**Source text**
'''

What do Bruce Springsteen and Neil Young have in common? Long-running legends, co-employers of guitarist Nils Lofgren, writers of songs called “Born to Run,” “Long Walk Home,” and “Wrecking Ball.” But on Kurt Vile’s latest album, the only thing the 46-year-old songwriter cares about is that Bruce and Neil have both written music about his hometown.
“I’m from Philadelphia,” Vile sings in “You don’t know cuz it’s my life.” “A couple heroes wrote songs but that ain’t where they’re from… So, hey, you don’t know!” Since the undercurrent to Vile’s sunny, hypnotic music has long been a sense of universal benevolence, he quickly ensures us he’s not trying to start any regional beef: “But I still love ya,” he affirms before a heartfelt incantation he repeats in the place of a chorus: “Neil and the Boss.”
In a phone call with Vile just before he and his family head out for vacation, Neil and the Boss come up a lot. Vile paraphrases Neil’s frank dismissal of farewell tours and lets out a hearty laugh (“When I retire, you’ll know… because I’ll be dead”), then discusses his relationship with the goldmines of Bruce recordings that have been steadily receiving official releases in recent years. While Vile is stoked about the new material, lately he finds himself returning to the tried and true. “I’m more emotional,” he says. “I like when music takes me back.”

'''

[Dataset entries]
'''

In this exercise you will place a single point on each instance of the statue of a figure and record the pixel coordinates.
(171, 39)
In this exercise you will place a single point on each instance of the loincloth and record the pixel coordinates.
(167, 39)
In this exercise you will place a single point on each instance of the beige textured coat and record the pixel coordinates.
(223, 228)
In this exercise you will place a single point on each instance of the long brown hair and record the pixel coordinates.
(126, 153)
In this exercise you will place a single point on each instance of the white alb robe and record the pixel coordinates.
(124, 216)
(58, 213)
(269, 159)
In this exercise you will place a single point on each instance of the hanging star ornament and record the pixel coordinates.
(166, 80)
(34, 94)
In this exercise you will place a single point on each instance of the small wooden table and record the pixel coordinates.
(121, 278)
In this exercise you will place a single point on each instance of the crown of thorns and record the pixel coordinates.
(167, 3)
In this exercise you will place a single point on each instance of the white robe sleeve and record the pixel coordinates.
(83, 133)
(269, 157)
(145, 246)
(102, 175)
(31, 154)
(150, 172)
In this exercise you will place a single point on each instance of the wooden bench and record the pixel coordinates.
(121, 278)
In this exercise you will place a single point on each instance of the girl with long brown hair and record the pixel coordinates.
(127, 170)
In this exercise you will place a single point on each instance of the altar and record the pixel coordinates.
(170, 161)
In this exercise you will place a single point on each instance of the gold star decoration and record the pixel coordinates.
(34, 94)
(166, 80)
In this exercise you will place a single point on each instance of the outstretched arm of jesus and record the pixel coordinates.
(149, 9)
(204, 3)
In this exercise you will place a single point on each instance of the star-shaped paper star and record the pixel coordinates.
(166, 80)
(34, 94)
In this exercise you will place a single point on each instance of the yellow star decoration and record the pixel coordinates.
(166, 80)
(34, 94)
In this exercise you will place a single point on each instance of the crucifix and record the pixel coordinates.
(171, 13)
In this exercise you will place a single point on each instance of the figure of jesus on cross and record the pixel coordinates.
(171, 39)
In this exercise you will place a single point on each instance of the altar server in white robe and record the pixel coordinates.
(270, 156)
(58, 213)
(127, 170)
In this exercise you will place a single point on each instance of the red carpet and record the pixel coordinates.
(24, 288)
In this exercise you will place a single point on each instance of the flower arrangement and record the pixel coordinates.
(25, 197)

'''

**Given request A**
In the Kurt Vile article, what is the city Vile names as where he is from?
**Given request B**
Please copy out lines from the listing word for word, starting at the line in the listing that contains "white robe and record the pixel coordinates." and stopping after the last line of the listing.

**Response A**
Philadelphia

**Response B**
In this exercise you will place a single point on each instance of the altar server in white robe and record the pixel coordinates.
(270, 156)
(58, 213)
(127, 170)
In this exercise you will place a single point on each instance of the red carpet and record the pixel coordinates.
(24, 288)
In this exercise you will place a single point on each instance of the flower arrangement and record the pixel coordinates.
(25, 197)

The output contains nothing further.